═════ Excerpted data

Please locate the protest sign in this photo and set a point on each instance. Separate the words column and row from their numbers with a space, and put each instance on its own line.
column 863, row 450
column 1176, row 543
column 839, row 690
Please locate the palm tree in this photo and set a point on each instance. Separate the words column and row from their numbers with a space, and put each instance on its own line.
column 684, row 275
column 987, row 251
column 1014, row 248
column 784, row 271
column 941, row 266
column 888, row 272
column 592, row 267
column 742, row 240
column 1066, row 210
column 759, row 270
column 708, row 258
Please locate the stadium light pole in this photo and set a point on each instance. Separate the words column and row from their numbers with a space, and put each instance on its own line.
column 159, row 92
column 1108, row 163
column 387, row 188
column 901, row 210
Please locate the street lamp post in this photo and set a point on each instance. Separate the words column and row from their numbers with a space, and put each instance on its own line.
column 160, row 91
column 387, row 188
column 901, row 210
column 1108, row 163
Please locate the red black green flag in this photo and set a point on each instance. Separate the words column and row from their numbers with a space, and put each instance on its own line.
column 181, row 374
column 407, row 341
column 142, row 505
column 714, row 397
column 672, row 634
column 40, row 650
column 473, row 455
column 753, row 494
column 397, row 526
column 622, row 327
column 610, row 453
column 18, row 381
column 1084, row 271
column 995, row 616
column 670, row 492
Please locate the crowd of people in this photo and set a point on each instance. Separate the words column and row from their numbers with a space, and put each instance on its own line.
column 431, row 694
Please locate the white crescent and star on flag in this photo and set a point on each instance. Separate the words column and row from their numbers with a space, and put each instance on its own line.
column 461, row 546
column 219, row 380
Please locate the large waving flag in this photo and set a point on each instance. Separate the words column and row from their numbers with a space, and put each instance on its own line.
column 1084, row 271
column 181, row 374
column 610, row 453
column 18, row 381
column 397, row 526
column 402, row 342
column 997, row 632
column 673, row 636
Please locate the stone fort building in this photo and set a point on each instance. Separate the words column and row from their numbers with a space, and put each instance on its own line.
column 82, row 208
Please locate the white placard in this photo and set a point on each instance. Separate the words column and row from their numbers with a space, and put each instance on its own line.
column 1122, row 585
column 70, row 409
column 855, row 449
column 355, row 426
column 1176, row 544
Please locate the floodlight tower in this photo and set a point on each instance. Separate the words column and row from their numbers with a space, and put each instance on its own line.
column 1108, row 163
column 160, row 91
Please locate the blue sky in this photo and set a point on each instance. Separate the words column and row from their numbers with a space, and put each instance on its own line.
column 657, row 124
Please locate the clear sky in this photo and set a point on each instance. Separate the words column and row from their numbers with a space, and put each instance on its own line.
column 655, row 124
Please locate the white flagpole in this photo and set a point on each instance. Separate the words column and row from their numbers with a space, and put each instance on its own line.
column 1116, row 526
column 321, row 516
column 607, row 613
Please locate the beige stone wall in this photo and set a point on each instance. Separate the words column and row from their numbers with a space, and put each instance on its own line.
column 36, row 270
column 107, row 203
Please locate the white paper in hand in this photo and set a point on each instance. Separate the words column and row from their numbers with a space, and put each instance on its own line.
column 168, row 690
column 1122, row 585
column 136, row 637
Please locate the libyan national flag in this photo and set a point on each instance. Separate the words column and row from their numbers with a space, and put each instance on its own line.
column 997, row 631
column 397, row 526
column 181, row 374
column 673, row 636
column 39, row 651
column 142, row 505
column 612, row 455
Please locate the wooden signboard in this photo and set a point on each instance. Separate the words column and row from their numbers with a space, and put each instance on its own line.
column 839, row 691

══════════

**Assigned task**. Start at the line containing "Please locate the libyan". Repeat it and each line after it, word for word, to the end of the records.

**Response area**.
Please locate the libyan national flag in this photo and set a point on each instance. Separate the words column and row from their numbers with a space, and put each instance on its own line.
column 997, row 631
column 397, row 526
column 181, row 374
column 673, row 636
column 39, row 651
column 142, row 505
column 612, row 455
Please locate the wooden signboard in this photo and set a point on each instance. Separate the words column and row from their numbers with a space, and put each instance on its own line.
column 839, row 691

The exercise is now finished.